- _Problem to work on_
Reproduce word for word the stretch of the transcript excerpt below from "And then when" through "a year sometimes.".

Fresh food was certainly inflation in U.S. holding prices, like you know, we do. Things I know again soundbite anecdotal. Butter and milk is way up and so -- therefore cheese. And so you’ve got those types of items. On the other side, some of it’s electronics, that's more competitive and we’re part of that. And so a little of it is mix but ….
…in our view, nothing really has the ordinary.
And then when you look at the two that were up and I think they were not up a lot, is that solely mix and where is Kirkland, I guess, Kirkland would have the big impact in food and sundries. That’s what would show up. Is that primarily driving the better mix?
Honestly, I don’t have that level of detail in front of me. I’m looking -- first of all, none of the ups or downs were -- they were in the 10 to 25 basis point range, basically up or down. So not a lot of jumping either way. So my guess is a little of its mix. KS helps but clearly KS, the big penetration increase of KS from 0 to 25% over the last high teens are 20 years. Those increments are smaller now. And so -- yes, it helps but it doesn’t help like the days when you're adding a percentage point or two in a year sometimes.
All right. Then, lastly on -- you talked about FX and inventory, even putting that aside, obviously inventory is under awfully good control, is that -- is more of that in-store or is more of that sort of backstage between your vendor in the stores?
Keep in mind, if we are turning our inventories 12 plus times a year, everything is pretty fast paced. If you are in Canada or Japan or wherever, and you're buying -- buyers using FX contracts because they’ve got, in most cases, U.S. dollar denominated inventory payables. They are going to lock-in based on what they got coming in, what they know if they are going to have pay out in dollars. And at time when they are comfortable with -- based on that conversion rate, they are comfortable with the price where they are going to sell in their local currency in their local country. So it’s pretty straightforward. In fairness, as you know, it’s some quarters year-over-year, some quarters it’s a $10 million gain, some times it’s $10 million loss. This time, it was a little better. I think partly a reflection of the weakness and the strength in the dollar, how quickly that's strengthened it, particularly in a couple of countries.
It’s nothing you are doing structurally -- although there is nothing you are doing structurally to take inventory working capital out of the system?

- _Recorded information_
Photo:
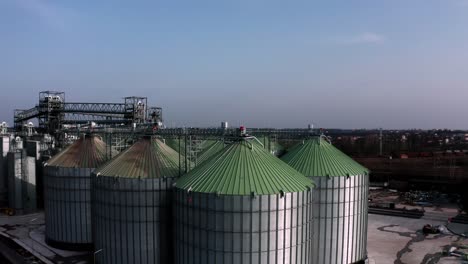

- _Response for this exercise_
And then when you look at the two that were up and I think they were not up a lot, is that solely mix and where is Kirkland, I guess, Kirkland would have the big impact in food and sundries. That’s what would show up. Is that primarily driving the better mix?
Honestly, I don’t have that level of detail in front of me. I’m looking -- first of all, none of the ups or downs were -- they were in the 10 to 25 basis point range, basically up or down. So not a lot of jumping either way. So my guess is a little of its mix. KS helps but clearly KS, the big penetration increase of KS from 0 to 25% over the last high teens are 20 years. Those increments are smaller now. And so -- yes, it helps but it doesn’t help like the days when you're adding a percentage point or two in a year sometimes.